List of tasks:
(A) Decide whether each statement below agrees with the Maglite thread. Answer yes or no for each, quoting the words of the thread that decide it.
(i) Stratolight says the lights in question are LED.
(ii) GunnarGG describes his 3xAA LED as very bright.
(iii) Stratolight owns a red 2xAAA LED.
(B) Reproduce the passage of the Maglite thread that begins at the words "Sorry, don't know" and stops after the words "Stratolight (Mar 31, 2016)".

2. How rare are these colours for this particular series? Were many produced in these colours or was it just a rare one off occasion that they so happened to be painted other than the standard black? (black is a fairly common colour I understand)

And...

3. From a collector's point of view, does leaving them in the blister packs add more value to the items? Such examples I know of are Star Wars figures in original packaging. Does this have the same effect for Maglite torches?

I do look forward to seeing people's replies to this and get a good definitive answer. Also I will provide you with images soon as I am still waiting on the black one in the post


My many thanks and appreciation.


----------



## GunnarGG (Mar 31, 2016)

Sorry, don't know the answer to your questions but are they incan or LED?

I have a 3xAA LED (camo acually) but can tell you that it's not very bright, but pretty blueish
My little 2xAAA has better tint and much brighter.

So, if it's the LED version you don't have to feel that you are missing out on some great lights if you choose to keep the packages unopened.
Just get some other, newer, light as a user.


----------



## Stratolight (Mar 31, 2016)

Ahh good point GunnarGG.

Yes I forgot to mention that they were LED.

Ok I'll leave them in the blister until I can get some more clarification on the coloured ones. I'm itching to test them out actually but I can wait. 

You mentioned a 2xAAA, that's LED yea? Because I've got a LED 2xAAA in red, really impressive light performance out of that little thing. Would like to compare it to my 2xAA LED PRO and one of these 3xAA LED. 

Thank you for your comment GunnarGG, appreciate it mate


----------



## torchsarecool (Apr 15, 2016)

Rows:
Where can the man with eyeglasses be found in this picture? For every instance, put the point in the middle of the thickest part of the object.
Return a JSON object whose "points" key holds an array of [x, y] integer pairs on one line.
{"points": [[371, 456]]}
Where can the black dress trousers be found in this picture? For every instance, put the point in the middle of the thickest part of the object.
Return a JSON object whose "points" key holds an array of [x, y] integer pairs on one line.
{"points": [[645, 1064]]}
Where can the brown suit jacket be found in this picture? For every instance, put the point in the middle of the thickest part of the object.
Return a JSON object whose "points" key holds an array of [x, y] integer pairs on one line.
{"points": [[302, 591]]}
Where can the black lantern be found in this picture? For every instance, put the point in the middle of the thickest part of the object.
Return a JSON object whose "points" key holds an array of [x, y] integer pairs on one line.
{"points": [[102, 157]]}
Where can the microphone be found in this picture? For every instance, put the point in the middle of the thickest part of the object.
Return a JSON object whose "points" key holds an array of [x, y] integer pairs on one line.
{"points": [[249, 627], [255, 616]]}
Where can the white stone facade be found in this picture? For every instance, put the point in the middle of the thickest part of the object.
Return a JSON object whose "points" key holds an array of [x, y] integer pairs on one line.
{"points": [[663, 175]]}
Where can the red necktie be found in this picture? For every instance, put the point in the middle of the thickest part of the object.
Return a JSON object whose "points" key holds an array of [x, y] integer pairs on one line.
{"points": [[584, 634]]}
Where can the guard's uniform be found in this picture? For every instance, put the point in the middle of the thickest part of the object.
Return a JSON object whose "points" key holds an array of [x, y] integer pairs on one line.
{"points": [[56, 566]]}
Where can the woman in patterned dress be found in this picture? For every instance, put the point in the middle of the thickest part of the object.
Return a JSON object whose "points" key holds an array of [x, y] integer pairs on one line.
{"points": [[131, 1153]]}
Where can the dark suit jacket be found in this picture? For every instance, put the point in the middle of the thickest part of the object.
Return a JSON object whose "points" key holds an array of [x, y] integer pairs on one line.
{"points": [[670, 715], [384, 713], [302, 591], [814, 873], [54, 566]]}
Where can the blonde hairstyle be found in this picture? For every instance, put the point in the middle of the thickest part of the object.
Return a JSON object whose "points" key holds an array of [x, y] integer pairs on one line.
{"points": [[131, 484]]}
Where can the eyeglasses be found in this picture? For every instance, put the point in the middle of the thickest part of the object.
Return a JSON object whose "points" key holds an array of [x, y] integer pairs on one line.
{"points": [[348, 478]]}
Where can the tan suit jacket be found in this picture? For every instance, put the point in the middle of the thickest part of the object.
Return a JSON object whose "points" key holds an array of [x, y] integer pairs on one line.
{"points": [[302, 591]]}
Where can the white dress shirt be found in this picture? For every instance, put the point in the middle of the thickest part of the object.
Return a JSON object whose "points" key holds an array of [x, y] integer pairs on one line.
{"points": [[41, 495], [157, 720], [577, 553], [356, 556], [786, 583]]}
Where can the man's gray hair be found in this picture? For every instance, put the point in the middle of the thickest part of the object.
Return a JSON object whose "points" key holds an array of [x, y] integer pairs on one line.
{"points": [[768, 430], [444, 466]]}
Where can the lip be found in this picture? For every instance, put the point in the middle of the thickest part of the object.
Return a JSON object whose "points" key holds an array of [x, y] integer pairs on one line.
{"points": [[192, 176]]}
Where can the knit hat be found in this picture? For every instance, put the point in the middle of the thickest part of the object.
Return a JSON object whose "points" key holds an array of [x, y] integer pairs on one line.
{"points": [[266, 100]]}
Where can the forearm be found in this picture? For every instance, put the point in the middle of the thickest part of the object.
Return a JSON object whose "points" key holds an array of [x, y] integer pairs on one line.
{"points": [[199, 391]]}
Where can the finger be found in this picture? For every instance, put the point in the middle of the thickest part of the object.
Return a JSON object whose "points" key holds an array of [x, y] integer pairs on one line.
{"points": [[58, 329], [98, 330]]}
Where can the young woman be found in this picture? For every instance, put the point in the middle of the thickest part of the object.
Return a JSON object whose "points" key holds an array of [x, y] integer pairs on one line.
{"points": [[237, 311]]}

Results of the tasks:
(A)
(i) Yes: "Yes I forgot to mention that they were LED."
(ii) No: "it's not very bright, but pretty blueish"
(iii) Yes: "I've got a LED 2xAAA in red"

(B)
Sorry, don't know the answer to your questions but are they incan or LED?

I have a 3xAA LED (camo acually) but can tell you that it's not very bright, but pretty blueish
My little 2xAAA has better tint and much brighter.

So, if it's the LED version you don't have to feel that you are missing out on some great lights if you choose to keep the packages unopened.
Just get some other, newer, light as a user.


----------



## Stratolight (Mar 31, 2016)